▸ Exercise requirements
From the line containing "Signal-phase audit: put a marker on every instance of the seated" down to the last line of the material, return those lines verbatim and only those.

▸ The data
******

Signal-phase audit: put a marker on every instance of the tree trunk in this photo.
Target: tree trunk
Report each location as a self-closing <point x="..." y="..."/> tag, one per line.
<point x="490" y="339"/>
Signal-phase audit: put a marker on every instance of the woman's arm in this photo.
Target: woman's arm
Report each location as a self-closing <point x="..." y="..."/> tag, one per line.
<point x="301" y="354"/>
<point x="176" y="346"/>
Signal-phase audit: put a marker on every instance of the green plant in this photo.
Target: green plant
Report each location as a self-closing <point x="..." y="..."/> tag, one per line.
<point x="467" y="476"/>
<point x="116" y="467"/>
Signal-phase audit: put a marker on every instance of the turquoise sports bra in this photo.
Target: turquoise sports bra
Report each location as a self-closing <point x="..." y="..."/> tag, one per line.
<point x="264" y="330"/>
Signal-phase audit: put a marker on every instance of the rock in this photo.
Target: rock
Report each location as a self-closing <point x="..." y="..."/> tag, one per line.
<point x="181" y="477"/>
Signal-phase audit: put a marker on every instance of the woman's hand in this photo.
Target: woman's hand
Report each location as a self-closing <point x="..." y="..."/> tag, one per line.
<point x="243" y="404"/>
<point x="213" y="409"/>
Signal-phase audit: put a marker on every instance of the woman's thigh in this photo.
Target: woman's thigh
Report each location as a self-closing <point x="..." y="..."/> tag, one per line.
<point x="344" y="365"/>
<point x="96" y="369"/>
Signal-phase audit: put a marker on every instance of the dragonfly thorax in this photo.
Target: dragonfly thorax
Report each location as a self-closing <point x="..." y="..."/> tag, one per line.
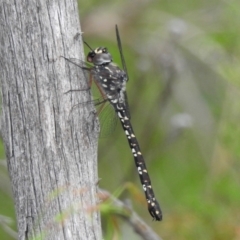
<point x="99" y="56"/>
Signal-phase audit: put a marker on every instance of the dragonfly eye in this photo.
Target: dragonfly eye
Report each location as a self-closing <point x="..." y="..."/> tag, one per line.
<point x="104" y="50"/>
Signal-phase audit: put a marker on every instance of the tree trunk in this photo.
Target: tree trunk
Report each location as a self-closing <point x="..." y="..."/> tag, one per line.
<point x="51" y="148"/>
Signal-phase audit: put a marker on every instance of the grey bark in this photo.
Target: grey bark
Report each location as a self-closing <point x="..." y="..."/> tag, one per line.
<point x="51" y="151"/>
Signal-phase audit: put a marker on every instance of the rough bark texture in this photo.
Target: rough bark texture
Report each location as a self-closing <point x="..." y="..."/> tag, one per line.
<point x="51" y="150"/>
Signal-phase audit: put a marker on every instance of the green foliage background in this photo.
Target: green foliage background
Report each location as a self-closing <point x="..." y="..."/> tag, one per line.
<point x="183" y="62"/>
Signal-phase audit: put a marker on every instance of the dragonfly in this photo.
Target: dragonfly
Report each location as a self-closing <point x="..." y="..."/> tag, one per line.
<point x="111" y="82"/>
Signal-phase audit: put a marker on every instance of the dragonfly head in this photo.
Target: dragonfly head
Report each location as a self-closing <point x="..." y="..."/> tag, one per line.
<point x="99" y="56"/>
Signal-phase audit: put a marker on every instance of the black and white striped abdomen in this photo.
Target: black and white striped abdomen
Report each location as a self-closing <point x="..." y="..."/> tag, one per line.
<point x="153" y="205"/>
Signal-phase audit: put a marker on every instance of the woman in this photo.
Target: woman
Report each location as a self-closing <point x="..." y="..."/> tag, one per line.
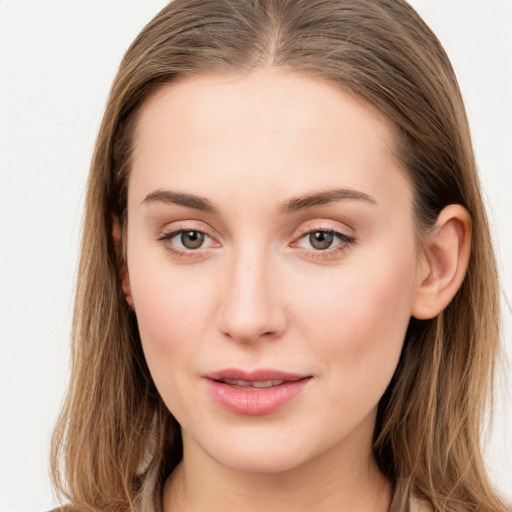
<point x="287" y="294"/>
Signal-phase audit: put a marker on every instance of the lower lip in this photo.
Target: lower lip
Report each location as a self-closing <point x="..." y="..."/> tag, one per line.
<point x="255" y="401"/>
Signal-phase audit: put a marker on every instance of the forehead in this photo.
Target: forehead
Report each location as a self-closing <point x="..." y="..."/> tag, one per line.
<point x="267" y="128"/>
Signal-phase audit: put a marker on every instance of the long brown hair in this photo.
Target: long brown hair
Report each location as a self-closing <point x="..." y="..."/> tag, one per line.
<point x="115" y="441"/>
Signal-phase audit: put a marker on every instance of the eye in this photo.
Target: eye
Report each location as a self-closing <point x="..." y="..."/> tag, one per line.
<point x="323" y="240"/>
<point x="185" y="240"/>
<point x="191" y="239"/>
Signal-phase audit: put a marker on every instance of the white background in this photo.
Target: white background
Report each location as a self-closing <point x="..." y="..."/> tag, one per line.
<point x="57" y="60"/>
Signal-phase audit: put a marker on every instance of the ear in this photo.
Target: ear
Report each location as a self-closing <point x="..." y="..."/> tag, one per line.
<point x="122" y="267"/>
<point x="443" y="263"/>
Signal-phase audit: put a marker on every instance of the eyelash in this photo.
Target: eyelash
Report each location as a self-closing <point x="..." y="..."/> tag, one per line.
<point x="344" y="242"/>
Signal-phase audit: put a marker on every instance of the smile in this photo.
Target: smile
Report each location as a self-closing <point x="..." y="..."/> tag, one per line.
<point x="255" y="393"/>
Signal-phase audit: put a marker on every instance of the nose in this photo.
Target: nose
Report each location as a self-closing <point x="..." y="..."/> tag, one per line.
<point x="251" y="306"/>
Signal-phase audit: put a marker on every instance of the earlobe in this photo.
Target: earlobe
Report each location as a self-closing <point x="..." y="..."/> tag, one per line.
<point x="444" y="262"/>
<point x="122" y="267"/>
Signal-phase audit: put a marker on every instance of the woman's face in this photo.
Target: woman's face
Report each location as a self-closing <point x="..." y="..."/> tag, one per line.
<point x="272" y="264"/>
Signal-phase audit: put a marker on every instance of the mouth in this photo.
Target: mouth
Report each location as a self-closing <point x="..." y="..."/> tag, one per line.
<point x="255" y="393"/>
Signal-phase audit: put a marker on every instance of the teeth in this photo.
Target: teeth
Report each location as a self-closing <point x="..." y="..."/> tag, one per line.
<point x="255" y="384"/>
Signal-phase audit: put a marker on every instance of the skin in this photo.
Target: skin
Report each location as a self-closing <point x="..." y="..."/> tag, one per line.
<point x="258" y="294"/>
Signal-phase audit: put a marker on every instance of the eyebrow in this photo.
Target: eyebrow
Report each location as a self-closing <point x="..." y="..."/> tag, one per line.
<point x="290" y="206"/>
<point x="181" y="199"/>
<point x="323" y="198"/>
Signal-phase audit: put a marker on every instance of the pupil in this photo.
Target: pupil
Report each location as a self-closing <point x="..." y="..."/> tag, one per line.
<point x="192" y="239"/>
<point x="321" y="239"/>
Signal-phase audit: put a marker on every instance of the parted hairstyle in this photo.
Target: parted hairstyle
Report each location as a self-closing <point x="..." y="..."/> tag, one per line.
<point x="115" y="441"/>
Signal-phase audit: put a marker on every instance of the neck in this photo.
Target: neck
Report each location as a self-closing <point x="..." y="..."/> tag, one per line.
<point x="337" y="480"/>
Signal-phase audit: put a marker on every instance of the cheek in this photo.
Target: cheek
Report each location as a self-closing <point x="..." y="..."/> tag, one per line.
<point x="357" y="319"/>
<point x="172" y="309"/>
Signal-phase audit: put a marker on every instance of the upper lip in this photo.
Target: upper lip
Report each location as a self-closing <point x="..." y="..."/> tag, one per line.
<point x="260" y="375"/>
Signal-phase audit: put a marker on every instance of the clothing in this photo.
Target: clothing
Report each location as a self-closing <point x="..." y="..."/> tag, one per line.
<point x="401" y="502"/>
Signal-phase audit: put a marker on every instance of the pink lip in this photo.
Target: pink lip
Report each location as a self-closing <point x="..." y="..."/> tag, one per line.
<point x="255" y="401"/>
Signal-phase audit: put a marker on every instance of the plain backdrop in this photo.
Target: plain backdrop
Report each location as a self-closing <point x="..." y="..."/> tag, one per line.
<point x="57" y="60"/>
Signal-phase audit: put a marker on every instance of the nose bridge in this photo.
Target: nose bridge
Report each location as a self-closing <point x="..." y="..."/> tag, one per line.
<point x="250" y="304"/>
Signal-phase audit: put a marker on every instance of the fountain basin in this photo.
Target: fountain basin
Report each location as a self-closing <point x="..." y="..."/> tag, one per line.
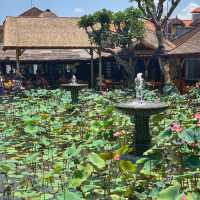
<point x="74" y="88"/>
<point x="135" y="107"/>
<point x="141" y="112"/>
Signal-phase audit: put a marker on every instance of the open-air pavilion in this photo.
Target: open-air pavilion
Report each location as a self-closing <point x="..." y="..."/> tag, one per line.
<point x="45" y="38"/>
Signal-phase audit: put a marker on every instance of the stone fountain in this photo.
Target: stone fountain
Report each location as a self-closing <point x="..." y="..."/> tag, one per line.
<point x="141" y="110"/>
<point x="74" y="87"/>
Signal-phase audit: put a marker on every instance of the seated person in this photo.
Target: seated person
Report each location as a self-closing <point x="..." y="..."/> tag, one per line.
<point x="41" y="82"/>
<point x="8" y="83"/>
<point x="27" y="83"/>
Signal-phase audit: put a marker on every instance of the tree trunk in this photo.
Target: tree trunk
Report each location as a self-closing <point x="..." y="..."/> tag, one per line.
<point x="164" y="64"/>
<point x="128" y="65"/>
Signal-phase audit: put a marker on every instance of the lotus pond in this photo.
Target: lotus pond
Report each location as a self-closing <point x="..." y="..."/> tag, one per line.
<point x="51" y="149"/>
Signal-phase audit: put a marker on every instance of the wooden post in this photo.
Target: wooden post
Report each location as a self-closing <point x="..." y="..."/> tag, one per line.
<point x="146" y="64"/>
<point x="92" y="68"/>
<point x="17" y="59"/>
<point x="100" y="70"/>
<point x="179" y="62"/>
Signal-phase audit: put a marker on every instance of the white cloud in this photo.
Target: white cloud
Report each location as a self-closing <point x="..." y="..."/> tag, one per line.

******

▸ Task answer
Signal-phase audit: put a marker on every instance of the seated person in this photo.
Target: seated person
Report each location as a self-closing <point x="..." y="..."/> tag, one per line.
<point x="41" y="82"/>
<point x="8" y="83"/>
<point x="27" y="83"/>
Signal-phase audit: put a marker on every instance of the tree trunk in this photo.
Target: tree trunk
Report each location as a self-closing <point x="..." y="..."/> tag, one per line.
<point x="164" y="64"/>
<point x="128" y="65"/>
Signal-phase audit: put a marker on every instance of the lotus pond in this photo.
Target: lotus pond
Report each location as a self-closing <point x="..." y="..."/> tag, one per line.
<point x="51" y="149"/>
Signal-phase audit: put a marker on every instance of the wooden post in this photo.
Target: wooden post
Report each location as a self-closing <point x="..." y="..."/> tag, one per line.
<point x="146" y="64"/>
<point x="92" y="68"/>
<point x="17" y="59"/>
<point x="100" y="70"/>
<point x="179" y="62"/>
Signal-phase audit: put a marker on every instance of the white cloud in this photo.
Target: white cloud
Report each location as a self-closing <point x="..." y="..."/> tag, one per line.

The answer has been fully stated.